▼

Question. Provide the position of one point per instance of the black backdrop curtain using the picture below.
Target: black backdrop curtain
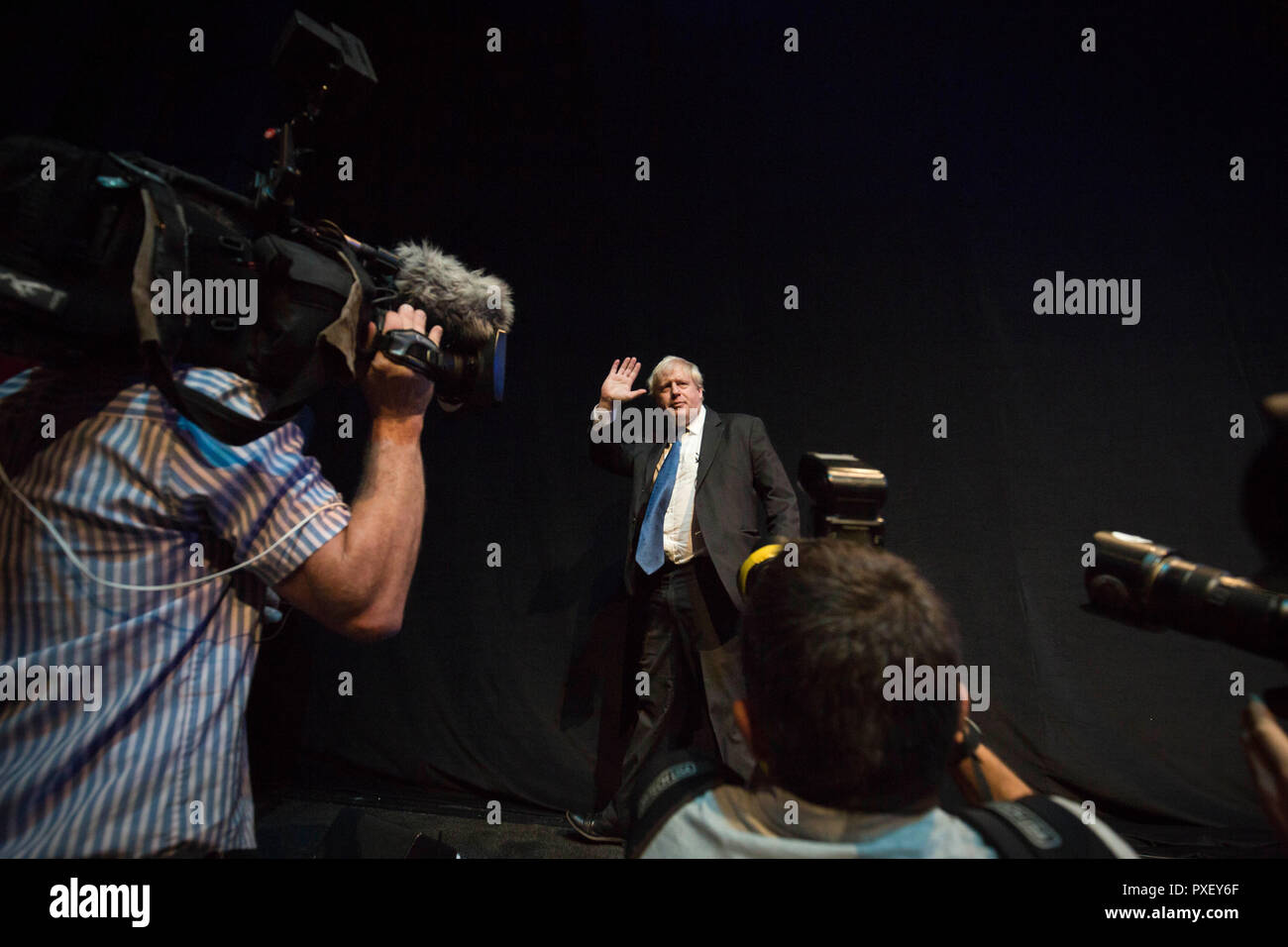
(810, 169)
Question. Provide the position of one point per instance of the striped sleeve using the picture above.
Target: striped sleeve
(254, 495)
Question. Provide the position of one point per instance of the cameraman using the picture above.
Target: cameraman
(150, 758)
(842, 772)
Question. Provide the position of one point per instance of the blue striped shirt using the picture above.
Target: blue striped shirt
(143, 497)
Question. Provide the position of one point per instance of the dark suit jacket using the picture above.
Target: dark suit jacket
(737, 471)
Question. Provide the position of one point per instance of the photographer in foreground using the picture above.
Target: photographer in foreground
(156, 763)
(842, 771)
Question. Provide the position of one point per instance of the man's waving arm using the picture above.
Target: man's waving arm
(604, 451)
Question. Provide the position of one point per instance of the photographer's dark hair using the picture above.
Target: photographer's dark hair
(816, 638)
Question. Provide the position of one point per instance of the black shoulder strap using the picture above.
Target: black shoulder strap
(1033, 827)
(675, 780)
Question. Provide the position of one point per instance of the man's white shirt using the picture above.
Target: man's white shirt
(678, 526)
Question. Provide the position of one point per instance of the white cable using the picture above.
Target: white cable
(78, 565)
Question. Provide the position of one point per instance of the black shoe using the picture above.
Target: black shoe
(596, 827)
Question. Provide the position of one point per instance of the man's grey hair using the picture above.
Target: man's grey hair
(665, 367)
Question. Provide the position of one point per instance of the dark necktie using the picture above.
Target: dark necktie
(648, 552)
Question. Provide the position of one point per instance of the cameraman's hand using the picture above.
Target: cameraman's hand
(395, 392)
(617, 385)
(1265, 746)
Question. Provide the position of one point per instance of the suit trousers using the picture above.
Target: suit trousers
(683, 629)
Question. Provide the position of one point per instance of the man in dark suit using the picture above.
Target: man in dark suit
(695, 518)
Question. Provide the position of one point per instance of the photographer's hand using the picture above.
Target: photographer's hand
(394, 392)
(1265, 745)
(357, 582)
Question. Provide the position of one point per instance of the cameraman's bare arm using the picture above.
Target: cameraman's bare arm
(357, 582)
(1004, 785)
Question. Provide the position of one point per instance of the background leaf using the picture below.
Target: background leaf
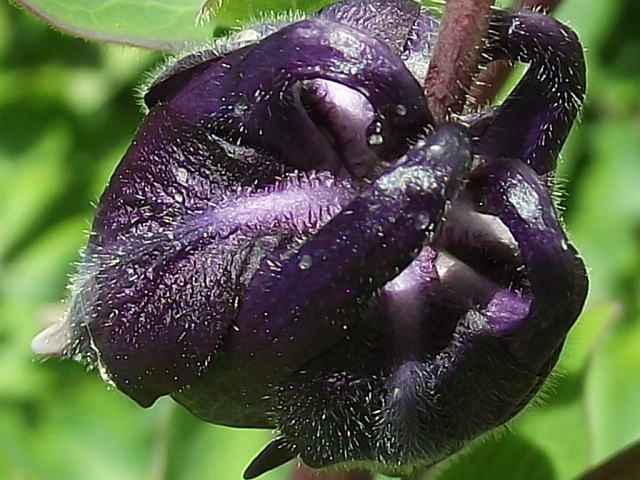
(167, 25)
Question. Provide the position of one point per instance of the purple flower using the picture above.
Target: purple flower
(292, 242)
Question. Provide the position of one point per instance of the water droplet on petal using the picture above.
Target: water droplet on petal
(241, 108)
(182, 175)
(422, 221)
(375, 139)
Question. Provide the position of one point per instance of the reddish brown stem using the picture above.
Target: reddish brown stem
(455, 58)
(303, 473)
(491, 80)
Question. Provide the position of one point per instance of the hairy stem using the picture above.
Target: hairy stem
(303, 473)
(491, 79)
(456, 56)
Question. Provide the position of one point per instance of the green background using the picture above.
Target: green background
(67, 113)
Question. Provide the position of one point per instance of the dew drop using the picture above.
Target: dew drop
(436, 149)
(241, 108)
(305, 262)
(422, 221)
(182, 175)
(375, 139)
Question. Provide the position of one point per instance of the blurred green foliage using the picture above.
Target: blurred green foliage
(67, 113)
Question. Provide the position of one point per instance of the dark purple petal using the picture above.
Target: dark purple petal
(556, 274)
(534, 121)
(257, 95)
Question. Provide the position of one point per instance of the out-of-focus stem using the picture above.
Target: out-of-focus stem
(457, 52)
(303, 473)
(491, 80)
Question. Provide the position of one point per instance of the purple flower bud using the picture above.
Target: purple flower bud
(291, 243)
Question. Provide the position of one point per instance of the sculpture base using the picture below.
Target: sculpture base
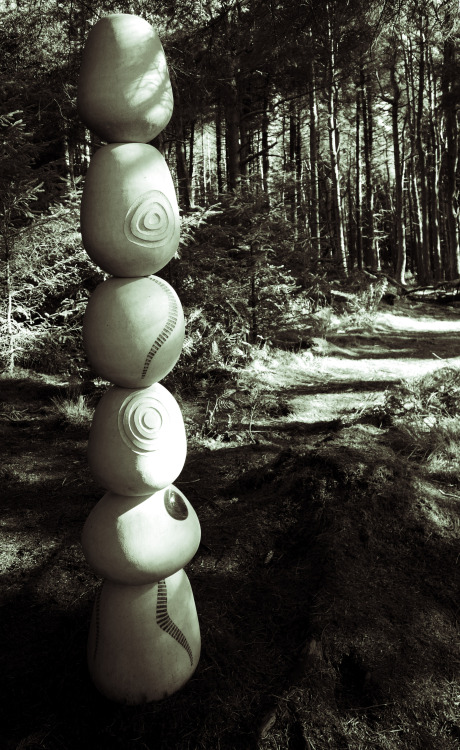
(144, 641)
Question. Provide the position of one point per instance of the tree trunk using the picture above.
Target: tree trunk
(338, 238)
(265, 155)
(449, 106)
(220, 181)
(314, 195)
(433, 175)
(422, 164)
(400, 231)
(232, 137)
(414, 198)
(371, 254)
(358, 192)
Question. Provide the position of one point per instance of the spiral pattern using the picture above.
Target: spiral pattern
(143, 421)
(150, 222)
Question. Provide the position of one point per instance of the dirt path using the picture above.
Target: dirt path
(354, 369)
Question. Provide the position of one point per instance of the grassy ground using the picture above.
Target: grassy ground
(327, 579)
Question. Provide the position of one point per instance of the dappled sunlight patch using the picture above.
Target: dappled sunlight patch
(425, 324)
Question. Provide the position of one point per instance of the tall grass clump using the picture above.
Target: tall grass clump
(424, 417)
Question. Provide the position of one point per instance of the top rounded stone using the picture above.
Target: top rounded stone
(124, 91)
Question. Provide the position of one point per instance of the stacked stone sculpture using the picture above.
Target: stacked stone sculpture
(144, 639)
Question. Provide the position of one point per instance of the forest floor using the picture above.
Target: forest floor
(327, 580)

▲

Leave out the pictures and print every line of the data exactly.

### [FINISHED TASK]
Question. Provide the position of one point per instance of the black backdrop curtain using the picture below.
Target: black backdrop curtain
(810, 169)
Question. Provide the position of one point per instance of the striped sleeve using the picture above.
Target: striped sleeve
(254, 495)
Question. Provide the position of one point per instance of the cameraman using the picture above.
Target: cameraman
(150, 758)
(842, 772)
Question. Provide the position of one point per instance of the blue striped shirt using the picture above.
Target: blue striped shirt
(143, 497)
Question. Provide the position of one point per instance of the dark suit jacket using the picture above.
Target: dark suit jacket
(737, 471)
Question. Provide the position of one point per instance of the photographer in foreground using the picture above.
Target: photographer in foreground
(156, 763)
(842, 771)
Question. Provide the position of one point per instance of the man's waving arm using the picture above.
Target: man's waving arm
(604, 451)
Question. Provide the position of one point per instance of the photographer's dark hair using the picture above.
Target: photographer's dark hair
(816, 638)
Question. Provide the position of one point per instance of the black shoulder strap using the picture above.
Target: black shoulder strap
(1033, 827)
(675, 780)
Question. Provide the position of one point per instance of the man's white shirt using the picture above.
Target: man's white shirt
(678, 526)
Question. Provide the position of one point per instance of the white cable using the picture above.
Target: white cable
(78, 565)
Question. Provide the position of one point per instance of the black shoe using the picture above.
Target: black shoe
(596, 827)
Question. Provide the position of one point per instance of the man's grey hair using the picture above.
Target: man's grey hair
(665, 367)
Question. Provide the position of one point per instance of the dark necktie using the picture above.
Target: dark necktie
(648, 552)
Question. Provide the position of one point per instance of the cameraman's hand using the picture above.
Target: cameraman's hand
(395, 392)
(617, 385)
(1265, 746)
Question. Provide the position of one point per instance of the suit trousers using the picture above.
Target: suit trousers
(683, 629)
Question. Provide the position of one point per instance of the man in dark suit using the picture above.
Target: man in dark suit
(695, 518)
Question. Provide the position of one point per instance of the photographer's hand using the picture above.
Target: photographer's hand
(394, 392)
(1265, 745)
(357, 582)
Question. Provide the position of one point per instance of the cameraman's bare arm using the picture above.
Target: cameraman's bare arm
(357, 582)
(1004, 785)
Question. Provide the position of one point per instance of the background leaf using the picture below.
Target: background leaf
(167, 25)
Question. Provide the position of one point per instance of the purple flower using the picture above.
Target: purple flower
(292, 242)
Question. Provide the position of one point per instance of the water droplet on petal using the picture above.
Target: water droplet on petal
(241, 108)
(182, 175)
(422, 221)
(375, 139)
Question. Provide the position of one point per instance of the reddish brown stem using the picture above.
Target: reddish brown stem
(455, 58)
(303, 473)
(491, 80)
Question. Provide the position of one point per instance of the hairy stem using the picture above.
Target: hairy stem
(303, 473)
(491, 79)
(456, 56)
Question. Provide the position of one point per instance of the green background using the picture above.
Target: green background
(67, 113)
Question. Provide the position of one point per instance of the dew drop using the picture above.
Target: dew drop
(436, 149)
(241, 108)
(305, 262)
(422, 221)
(182, 175)
(375, 139)
Question. Provide the position of one point per instance of the blurred green foliage using the picture above.
Target: blurred green foliage
(67, 113)
Question. Provide the position of one point per instance of the dark purple petal using the picture above.
Target: dark purple petal
(556, 274)
(534, 121)
(257, 95)
Question. Provide the position of one point per instance of the out-of-focus stem using the picture above.
Target: out-of-focus stem
(457, 52)
(303, 473)
(491, 80)
Question. Provide the position of one point per instance of the purple flower bud using the picture above.
Target: purple flower bud
(291, 243)
Question. Provide the position of one point per instance of the sculpture base using the picture below.
Target: sculpture base
(144, 641)
Question. Provide the position of one point per instance of the tree trunk using the picture above.
Target: tree trunk
(338, 238)
(265, 155)
(449, 106)
(220, 181)
(314, 195)
(433, 175)
(422, 164)
(400, 231)
(232, 137)
(414, 198)
(371, 254)
(358, 192)
Question. Provide the position of one point per instance of the spiral pattern using the picture above.
Target: spiral pattern
(143, 421)
(150, 222)
Question. Provide the position of one point per instance of the dirt path using the picture above.
Target: dirt path
(354, 369)
Question. Provide the position of one point per instance of the grassy ground using the picture above.
Target: grassy ground
(327, 579)
Question. Provide the position of one point per instance of the dappled sunlight patch using the picture above.
Target: dappled sunlight patch
(425, 324)
Question. Provide the position of one point per instance of the tall grass clump using the picture above.
Target: tall grass clump
(424, 417)
Question. Provide the position of one point per instance of the top rounded stone using the picture above.
Target: top rounded stone
(124, 91)
Question. Provide the position of one point per instance of the stacked stone sculpture using the picture above.
Target: stacked stone sculpture
(144, 639)
Question. Provide the position of one point per instance of the forest floor using the picture above.
Target: forest floor
(327, 580)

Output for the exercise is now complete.